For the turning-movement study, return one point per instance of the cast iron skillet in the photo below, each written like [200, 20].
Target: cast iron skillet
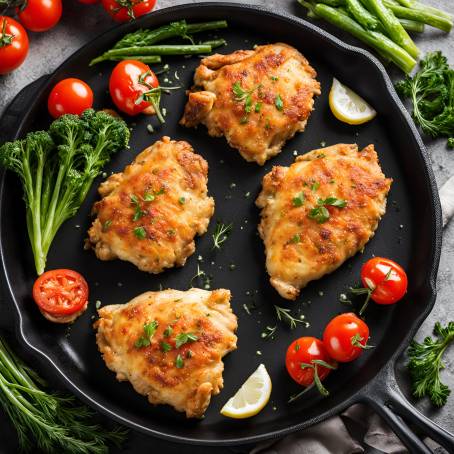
[410, 233]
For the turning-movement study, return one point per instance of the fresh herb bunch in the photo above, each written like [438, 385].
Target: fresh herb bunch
[431, 91]
[57, 168]
[425, 364]
[50, 422]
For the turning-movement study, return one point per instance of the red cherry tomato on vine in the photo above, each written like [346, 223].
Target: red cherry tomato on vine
[13, 44]
[303, 362]
[345, 337]
[40, 15]
[69, 96]
[128, 81]
[385, 278]
[126, 10]
[60, 292]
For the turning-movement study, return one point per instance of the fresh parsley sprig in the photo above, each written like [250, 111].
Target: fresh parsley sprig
[431, 91]
[221, 234]
[425, 364]
[320, 212]
[284, 315]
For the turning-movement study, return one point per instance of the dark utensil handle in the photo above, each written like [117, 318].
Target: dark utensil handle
[384, 396]
[16, 110]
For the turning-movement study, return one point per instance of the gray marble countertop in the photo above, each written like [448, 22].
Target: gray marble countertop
[81, 23]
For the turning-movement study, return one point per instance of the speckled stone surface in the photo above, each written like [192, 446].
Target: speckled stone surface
[81, 23]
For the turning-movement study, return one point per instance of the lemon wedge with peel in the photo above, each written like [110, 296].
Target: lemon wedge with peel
[347, 106]
[253, 395]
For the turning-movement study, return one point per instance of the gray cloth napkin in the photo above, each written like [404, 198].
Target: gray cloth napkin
[332, 436]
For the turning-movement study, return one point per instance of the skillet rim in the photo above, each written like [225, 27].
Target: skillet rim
[436, 237]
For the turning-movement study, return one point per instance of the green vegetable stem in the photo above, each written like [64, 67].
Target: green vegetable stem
[57, 168]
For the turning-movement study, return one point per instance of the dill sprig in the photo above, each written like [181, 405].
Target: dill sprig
[50, 422]
[283, 314]
[220, 234]
[426, 363]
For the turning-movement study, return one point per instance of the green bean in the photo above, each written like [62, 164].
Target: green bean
[392, 26]
[167, 49]
[181, 29]
[361, 14]
[143, 58]
[406, 3]
[412, 25]
[378, 41]
[427, 17]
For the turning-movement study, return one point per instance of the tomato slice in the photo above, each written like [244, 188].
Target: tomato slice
[60, 292]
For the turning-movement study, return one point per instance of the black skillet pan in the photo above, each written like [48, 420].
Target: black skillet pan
[409, 233]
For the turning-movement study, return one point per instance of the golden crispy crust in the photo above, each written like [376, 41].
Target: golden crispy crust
[298, 249]
[152, 371]
[268, 72]
[157, 233]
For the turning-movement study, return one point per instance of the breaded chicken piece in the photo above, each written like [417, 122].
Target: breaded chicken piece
[170, 345]
[319, 212]
[150, 213]
[258, 99]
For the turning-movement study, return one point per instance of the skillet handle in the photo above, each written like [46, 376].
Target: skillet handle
[385, 397]
[15, 111]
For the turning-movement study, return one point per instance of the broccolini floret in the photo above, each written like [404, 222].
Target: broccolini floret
[57, 169]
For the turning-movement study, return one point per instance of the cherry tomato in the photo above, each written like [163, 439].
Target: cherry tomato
[125, 87]
[126, 10]
[69, 96]
[345, 337]
[60, 292]
[386, 279]
[40, 15]
[13, 44]
[302, 352]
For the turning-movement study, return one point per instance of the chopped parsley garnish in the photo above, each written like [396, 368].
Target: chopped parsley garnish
[138, 213]
[149, 329]
[106, 225]
[179, 363]
[242, 95]
[220, 234]
[295, 239]
[148, 197]
[165, 347]
[299, 200]
[184, 338]
[279, 103]
[140, 233]
[320, 213]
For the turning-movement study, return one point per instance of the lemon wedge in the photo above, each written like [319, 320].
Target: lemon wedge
[253, 395]
[347, 106]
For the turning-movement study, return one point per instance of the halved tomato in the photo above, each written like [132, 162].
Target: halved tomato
[60, 292]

======

DESCRIPTION OF THE TASK: Copy every line of the data, from the line containing "like [132, 162]." through the final line, and add 26 to each coordinate in the answer points. Leave all other text and numbers unchanged.

OUTPUT FOR THIS TASK:
For the turning-movement study, return one point per instance of the halved tomato in the photo above, each written like [132, 162].
Target: halved tomato
[86, 318]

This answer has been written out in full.